=== Reading text ===
One of my favorite iftars was at an Australian owned pop-up, called “This is not a Buffet” that had a highly creative fresh and decorative menu that combined Arabic and Australian cuisine. The drinks were combinations of fresh pressed juices and the meals were gorgeous.

For another iftar (to be honest we weren’t fasting, so we were actually just feasting, a lot with yummy breakfasts at Taj Dubai and lunches too) we went with the regular folks of Dubai and are burgers like a local. SALT on Kite Beach has the best patties and fries this side of L.A., and according to our guide, Dubaiers favorite food are burgers. Burkas and bikinis is a common sight in Dubai and we saw giggling burka clad school girls, Emirati men in their traditional white dress, and an International mix of Westerners and other expats all enjoying their crisps and coke on the beach under the moonlight.
=== Provided information ===
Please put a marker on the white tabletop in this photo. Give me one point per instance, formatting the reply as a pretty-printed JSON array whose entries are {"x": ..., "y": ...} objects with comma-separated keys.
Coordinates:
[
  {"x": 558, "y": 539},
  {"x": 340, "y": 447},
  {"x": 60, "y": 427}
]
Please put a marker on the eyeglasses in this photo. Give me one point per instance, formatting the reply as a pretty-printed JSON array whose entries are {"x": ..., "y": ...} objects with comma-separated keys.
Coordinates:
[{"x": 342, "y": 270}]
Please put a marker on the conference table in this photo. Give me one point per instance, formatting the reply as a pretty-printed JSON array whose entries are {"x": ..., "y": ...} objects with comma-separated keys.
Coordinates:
===
### Exercise details
Transcribe the portion of the Dubai iftar text above, starting with "One of my favorite" and going on through "under the moonlight.".

### Response to this task
One of my favorite iftars was at an Australian owned pop-up, called “This is not a Buffet” that had a highly creative fresh and decorative menu that combined Arabic and Australian cuisine. The drinks were combinations of fresh pressed juices and the meals were gorgeous.

For another iftar (to be honest we weren’t fasting, so we were actually just feasting, a lot with yummy breakfasts at Taj Dubai and lunches too) we went with the regular folks of Dubai and are burgers like a local. SALT on Kite Beach has the best patties and fries this side of L.A., and according to our guide, Dubaiers favorite food are burgers. Burkas and bikinis is a common sight in Dubai and we saw giggling burka clad school girls, Emirati men in their traditional white dress, and an International mix of Westerners and other expats all enjoying their crisps and coke on the beach under the moonlight.